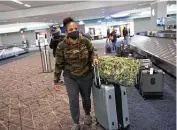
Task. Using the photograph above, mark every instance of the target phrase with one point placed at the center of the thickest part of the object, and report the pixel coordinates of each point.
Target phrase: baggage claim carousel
(161, 49)
(11, 51)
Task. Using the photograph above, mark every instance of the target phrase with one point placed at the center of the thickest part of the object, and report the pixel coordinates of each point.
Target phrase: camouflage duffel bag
(118, 70)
_ _ _ _
▶ _What you need to do_:
Reproduce all the entries above exactly. Include no images.

▶ _Finished exercise_:
Task. Using the photograph above, mark every instance of the target phrase with one point placed at the center of the thickest part of the object, and report the pixel coordinates of each point.
Target phrase: baggage claim carousel
(161, 49)
(11, 51)
Task. Using the photograph above, mark every instance of the target phrase with one point placed at the center of the thickest part of the object, and report the pixel coordinates of each point.
Target phrase: camouflage duffel bag
(118, 70)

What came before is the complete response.